▶ **Description of the task**:
Retype the material that follows, keeping every word as it is.

▶ **Stored items from a collection**:
★ ★ ★ ★
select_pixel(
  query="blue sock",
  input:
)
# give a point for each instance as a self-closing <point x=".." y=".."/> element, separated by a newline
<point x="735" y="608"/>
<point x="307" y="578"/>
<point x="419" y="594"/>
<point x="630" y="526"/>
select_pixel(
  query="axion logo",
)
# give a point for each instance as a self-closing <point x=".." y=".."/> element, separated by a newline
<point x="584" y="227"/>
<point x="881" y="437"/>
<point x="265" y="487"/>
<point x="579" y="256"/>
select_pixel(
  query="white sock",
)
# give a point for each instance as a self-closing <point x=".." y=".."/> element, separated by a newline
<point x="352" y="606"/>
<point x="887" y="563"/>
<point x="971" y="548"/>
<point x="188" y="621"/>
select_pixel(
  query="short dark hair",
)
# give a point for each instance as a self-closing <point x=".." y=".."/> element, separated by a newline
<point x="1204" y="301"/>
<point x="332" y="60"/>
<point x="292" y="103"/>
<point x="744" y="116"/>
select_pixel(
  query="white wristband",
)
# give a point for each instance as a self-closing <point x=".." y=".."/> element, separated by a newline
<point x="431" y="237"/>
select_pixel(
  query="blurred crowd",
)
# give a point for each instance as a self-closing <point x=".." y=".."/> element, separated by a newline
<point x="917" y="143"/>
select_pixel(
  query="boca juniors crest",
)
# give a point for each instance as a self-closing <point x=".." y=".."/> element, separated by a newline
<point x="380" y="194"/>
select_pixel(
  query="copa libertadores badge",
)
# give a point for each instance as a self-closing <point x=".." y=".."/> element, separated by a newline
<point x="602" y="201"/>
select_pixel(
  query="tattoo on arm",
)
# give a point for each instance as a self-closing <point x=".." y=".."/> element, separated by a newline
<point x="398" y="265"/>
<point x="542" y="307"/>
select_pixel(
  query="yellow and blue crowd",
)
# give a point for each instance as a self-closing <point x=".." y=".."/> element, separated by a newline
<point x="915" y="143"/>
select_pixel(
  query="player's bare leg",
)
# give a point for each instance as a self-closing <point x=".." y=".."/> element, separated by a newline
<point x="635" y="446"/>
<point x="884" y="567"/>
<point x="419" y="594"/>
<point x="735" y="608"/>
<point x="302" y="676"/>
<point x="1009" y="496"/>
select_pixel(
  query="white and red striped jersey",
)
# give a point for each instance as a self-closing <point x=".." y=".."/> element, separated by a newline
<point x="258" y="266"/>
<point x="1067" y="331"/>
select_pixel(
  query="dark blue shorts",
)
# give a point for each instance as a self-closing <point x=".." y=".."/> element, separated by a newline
★ ★ ★ ★
▶ **Output below**:
select_pixel(
  query="blue sock",
  input:
)
# give a point for each instance as a self-closing <point x=".." y=".."/> element, separated by a newline
<point x="735" y="608"/>
<point x="307" y="578"/>
<point x="419" y="594"/>
<point x="630" y="526"/>
select_pixel(
  query="axion logo",
)
# give a point for each instance as a self-closing <point x=".." y=".."/> element, separated by a newline
<point x="584" y="227"/>
<point x="881" y="437"/>
<point x="265" y="487"/>
<point x="579" y="256"/>
select_pixel(
  query="white sock",
)
# give a point for each instance as a self-closing <point x=".." y=".."/> element, separated by a newline
<point x="352" y="606"/>
<point x="887" y="563"/>
<point x="971" y="548"/>
<point x="188" y="621"/>
select_pixel(
  query="short dark hair",
)
# give a point for each instance as a self-closing <point x=".." y=".."/> element, separated by a newline
<point x="1204" y="301"/>
<point x="332" y="60"/>
<point x="292" y="103"/>
<point x="744" y="116"/>
select_pixel(
  query="white wristband",
)
# give a point for each instance as a self-closing <point x=".." y=".."/> element, separated by a newline
<point x="431" y="237"/>
select_pixel(
  query="blurred crowd",
)
# give a point for each instance as a self-closing <point x=".." y=".."/> element, separated by a newline
<point x="917" y="143"/>
select_pixel(
  query="boca juniors crest",
)
# give a point for each instance as a self-closing <point x=".." y=".."/> element, separated by a newline
<point x="380" y="194"/>
select_pixel(
  query="copa libertadores badge",
)
# give a point for each instance as a self-closing <point x=".." y=".."/> element, separated by a newline
<point x="602" y="201"/>
select_pixel(
  query="tattoo on arm",
)
# give a point for each instance as a self-closing <point x=".." y=".."/> element, separated by a newline
<point x="398" y="265"/>
<point x="542" y="307"/>
select_pixel(
  query="yellow and blue crowd",
)
# give a point for each instance as a self-closing <point x=".." y=".."/> element, separated by a newline
<point x="915" y="143"/>
select_pixel(
  query="player's bare leg",
)
# give a point for each instance as a self-closing <point x=".." y=".."/> element, separated by a newline
<point x="635" y="446"/>
<point x="884" y="567"/>
<point x="419" y="594"/>
<point x="735" y="608"/>
<point x="302" y="676"/>
<point x="1009" y="496"/>
select_pixel(
  query="white and red striped jersey",
)
# give a point for each instance as a self-closing <point x=".." y=".."/> element, separated by a newline
<point x="258" y="266"/>
<point x="1067" y="331"/>
select_pixel(
  query="dark blue shorts",
)
# give a point for each instance as a self-closing <point x=".." y=".."/> element, separated by a newline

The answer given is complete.